Scale the records below, starting at the line that contains "Expected: for each instance of the curved" and ending at the end of the records. Write every one of those lines again, multiplying each x and y point coordinate in the answers by 0.6 and rounding to a whole number (halves round up), and leave all other lines as they are.

▸ Data rows
%%
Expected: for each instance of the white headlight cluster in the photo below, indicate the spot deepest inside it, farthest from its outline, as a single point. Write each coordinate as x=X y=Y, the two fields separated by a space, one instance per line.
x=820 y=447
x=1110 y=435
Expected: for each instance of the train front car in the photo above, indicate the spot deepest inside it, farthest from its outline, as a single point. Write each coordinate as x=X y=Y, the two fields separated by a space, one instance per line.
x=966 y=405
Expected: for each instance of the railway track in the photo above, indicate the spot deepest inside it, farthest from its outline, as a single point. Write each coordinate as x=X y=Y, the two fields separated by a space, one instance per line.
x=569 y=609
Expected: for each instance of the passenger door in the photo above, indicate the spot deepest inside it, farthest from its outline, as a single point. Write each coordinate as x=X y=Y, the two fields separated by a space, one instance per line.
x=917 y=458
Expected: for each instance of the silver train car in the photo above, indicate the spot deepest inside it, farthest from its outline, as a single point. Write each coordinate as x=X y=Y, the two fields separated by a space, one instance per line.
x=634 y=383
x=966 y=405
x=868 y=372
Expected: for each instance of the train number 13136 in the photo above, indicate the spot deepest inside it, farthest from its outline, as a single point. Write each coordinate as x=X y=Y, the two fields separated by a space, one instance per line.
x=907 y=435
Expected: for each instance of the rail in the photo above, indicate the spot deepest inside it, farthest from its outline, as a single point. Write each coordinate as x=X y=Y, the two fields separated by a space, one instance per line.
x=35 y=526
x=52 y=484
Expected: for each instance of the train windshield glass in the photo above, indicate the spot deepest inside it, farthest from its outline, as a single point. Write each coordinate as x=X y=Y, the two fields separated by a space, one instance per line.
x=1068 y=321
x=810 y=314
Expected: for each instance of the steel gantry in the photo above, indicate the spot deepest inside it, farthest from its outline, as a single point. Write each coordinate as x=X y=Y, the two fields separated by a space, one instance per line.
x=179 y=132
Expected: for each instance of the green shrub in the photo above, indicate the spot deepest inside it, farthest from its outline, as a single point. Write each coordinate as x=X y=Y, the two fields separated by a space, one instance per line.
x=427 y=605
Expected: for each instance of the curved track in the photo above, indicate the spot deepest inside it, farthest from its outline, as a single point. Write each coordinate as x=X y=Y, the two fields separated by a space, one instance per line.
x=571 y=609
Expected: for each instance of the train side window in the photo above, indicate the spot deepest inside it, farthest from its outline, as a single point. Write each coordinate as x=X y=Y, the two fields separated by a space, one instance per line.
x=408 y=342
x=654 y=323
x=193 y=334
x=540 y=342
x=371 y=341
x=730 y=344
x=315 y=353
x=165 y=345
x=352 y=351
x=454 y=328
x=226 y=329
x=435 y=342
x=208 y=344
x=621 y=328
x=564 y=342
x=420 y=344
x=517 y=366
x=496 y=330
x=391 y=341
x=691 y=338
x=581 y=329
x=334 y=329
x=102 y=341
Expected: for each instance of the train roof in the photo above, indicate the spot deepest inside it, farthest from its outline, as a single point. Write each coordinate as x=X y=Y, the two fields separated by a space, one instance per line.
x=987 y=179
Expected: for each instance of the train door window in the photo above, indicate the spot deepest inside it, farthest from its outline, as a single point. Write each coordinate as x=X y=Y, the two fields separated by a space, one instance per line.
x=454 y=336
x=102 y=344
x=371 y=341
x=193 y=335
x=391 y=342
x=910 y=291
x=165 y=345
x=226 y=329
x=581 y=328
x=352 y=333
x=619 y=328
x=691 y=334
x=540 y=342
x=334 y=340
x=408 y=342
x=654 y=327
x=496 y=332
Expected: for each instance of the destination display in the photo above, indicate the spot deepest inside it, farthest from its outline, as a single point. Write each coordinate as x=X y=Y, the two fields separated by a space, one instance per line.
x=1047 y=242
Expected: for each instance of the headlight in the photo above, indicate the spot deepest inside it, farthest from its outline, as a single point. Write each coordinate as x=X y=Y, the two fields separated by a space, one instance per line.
%%
▸ Solution to the exercise
Expected: for each instance of the curved track in the photo above, indicate the spot deepest inside it, farthest from its outline, as a single point. Write each coordinate as x=X y=Y, the two fields separated by a space, one instance per line.
x=343 y=365
Expected: for each instance of the train side window in the photo above, indicate the spot deepest inside it, farthest from its outline, as a single point. Write each coordinate as x=X y=Y, the two fields separated by a space, one instance per line.
x=245 y=205
x=392 y=194
x=116 y=200
x=324 y=205
x=223 y=205
x=438 y=206
x=189 y=212
x=99 y=207
x=211 y=211
x=272 y=197
x=136 y=197
x=261 y=205
x=125 y=206
x=373 y=197
x=338 y=205
x=252 y=206
x=310 y=220
x=298 y=198
x=235 y=205
x=415 y=203
x=349 y=197
x=200 y=197
x=61 y=205
Expected: for each instance of the train roof in the photo above, indicate the spot deepest inside it, farthest from its outline, as a single point. Write each coordinate as x=X y=Y, the two fields separated by a space, one instance per line.
x=592 y=107
Expected: for each instance of the train door window in the photo above, indicate the spot deepest inside it, farthest from its outline, as a single point. Write each coordinate as x=X y=Y, the two fields separated by a space, one instance per line.
x=272 y=202
x=61 y=206
x=223 y=205
x=116 y=201
x=235 y=205
x=546 y=175
x=99 y=207
x=136 y=197
x=349 y=197
x=211 y=200
x=371 y=197
x=415 y=200
x=324 y=205
x=200 y=204
x=245 y=205
x=392 y=196
x=298 y=199
Expected: for each instance of the destination display in the photo above, indicate the spot deepest inside it, farthest from its outline, as a single point. Write each coordinate as x=X y=Y, the two fields separated by a space, one instance per line.
x=628 y=145
Expected: for each instance of the headlight in the photo above, indicate the spot deepest inside it, farthest from its outline, as a single point. Write each coordinate as x=X y=Y, the two fields separated by a space, one instance per line.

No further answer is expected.